§ YOUR INSTRUCTIONS: Repeat every one of the rows below verbatim, leaving the pictures out of your reply.
__________________________________________________
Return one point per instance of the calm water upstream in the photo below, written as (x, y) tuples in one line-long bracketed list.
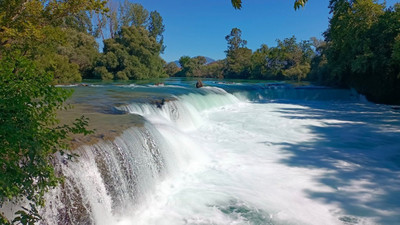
[(233, 153)]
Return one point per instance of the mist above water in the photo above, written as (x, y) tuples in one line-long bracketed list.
[(237, 154)]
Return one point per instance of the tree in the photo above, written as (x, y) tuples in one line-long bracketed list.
[(171, 69), (134, 52), (235, 40), (156, 28), (238, 57), (237, 4), (30, 135), (361, 41)]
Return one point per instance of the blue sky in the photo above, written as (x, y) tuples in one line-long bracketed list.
[(199, 27)]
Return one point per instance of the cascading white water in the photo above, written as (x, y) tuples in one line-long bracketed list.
[(206, 157), (185, 110)]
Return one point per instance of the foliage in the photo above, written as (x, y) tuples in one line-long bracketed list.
[(30, 134), (237, 4), (134, 52), (171, 69), (362, 48)]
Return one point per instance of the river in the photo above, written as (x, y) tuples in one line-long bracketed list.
[(230, 153)]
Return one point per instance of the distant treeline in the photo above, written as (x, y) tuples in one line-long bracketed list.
[(361, 50)]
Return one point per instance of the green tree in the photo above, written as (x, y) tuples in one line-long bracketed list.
[(156, 28), (171, 69), (361, 48), (238, 57), (30, 135), (134, 52), (237, 4)]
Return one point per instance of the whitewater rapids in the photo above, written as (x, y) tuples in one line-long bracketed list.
[(220, 158)]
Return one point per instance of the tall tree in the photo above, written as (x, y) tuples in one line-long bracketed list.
[(237, 4), (238, 57), (156, 28)]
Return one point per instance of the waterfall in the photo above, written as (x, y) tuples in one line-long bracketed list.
[(111, 178)]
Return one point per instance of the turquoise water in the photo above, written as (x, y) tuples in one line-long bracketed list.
[(234, 152)]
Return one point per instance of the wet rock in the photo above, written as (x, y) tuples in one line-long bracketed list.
[(199, 84)]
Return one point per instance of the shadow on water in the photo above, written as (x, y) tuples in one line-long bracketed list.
[(358, 145)]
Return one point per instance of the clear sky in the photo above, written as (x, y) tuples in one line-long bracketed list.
[(199, 27)]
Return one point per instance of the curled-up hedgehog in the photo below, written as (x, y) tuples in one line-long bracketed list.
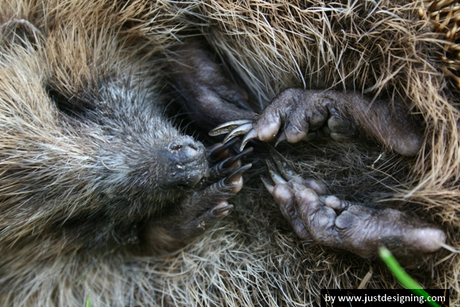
__________________________________________________
§ OUTPUT:
Return one point per instance of the calm water upstream in the photo below, written as (x, y) tuples in one line-long bracketed list.
[(233, 153)]
Return one point per instance of the mist above water in the photo above, written as (x, y) tuples in one line-long bracketed list.
[(237, 154)]
Return one point per instance of the tree in the photo above, written as (x, y) tuples in one line-long bracketed list.
[(171, 69), (134, 52), (235, 40), (156, 28), (238, 57), (237, 4), (30, 135), (361, 41)]
Return one point per instance of the blue sky in the photo above, written as (x, y) tuples in one line-long bracketed list.
[(199, 27)]
Return one point per instance of the cascading white water in the photo above, written as (x, y) tuples in one line-long bracketed list.
[(206, 157), (185, 110)]
Return one point per instance of the foliage in the photo above, written as (x, y) tuples in one line-long bracketed list.
[(30, 134), (237, 4), (134, 52), (171, 69), (362, 48)]
Return one point per instance of the river in the photo above, written as (x, y) tuples in one line-long bracketed list.
[(230, 153)]
Return one point per instance of the distant treeline in the photo above, written as (x, y) tuples in one line-long bracketed list.
[(361, 50)]
Return one point per instance of the green tree in the photo above, written as (x, y) tuples in one line-long bracketed list.
[(156, 28), (171, 69), (361, 48), (238, 57), (30, 135), (134, 52), (237, 4)]
Return one point per instance of the whitewater rapids in the photo above, written as (x, y) tuples in one line-long bracketed list.
[(220, 158)]
Return one point per instance of the tall tree in the photo above, written as (x, y) tuples in one line-long bracketed list.
[(237, 4), (238, 57), (156, 28)]
Return one point per instance of the waterfall in the photo above, written as (x, y) tuples in one line-long bracketed list.
[(111, 178)]
Return one point per instance of the turquoise water in the photo above, written as (x, y) tuples in one line-long bracketed list.
[(234, 152)]
Return one point per instance of the wet rock in the photo above, written as (x, y) tuples in one line-long bracketed list.
[(199, 84)]
Return one point per instance of the shadow on water in the photo above, written as (x, y) tuples in one line-long bracketed list.
[(358, 145)]
Return one point per instance of the clear sky in the photo above, written as (x, y) tuples in one line-long bracketed list.
[(199, 27)]
Return one point per instance of the curled-up hedgehog in the photo below, written as (x, y) tuples in one line-long bracketed list.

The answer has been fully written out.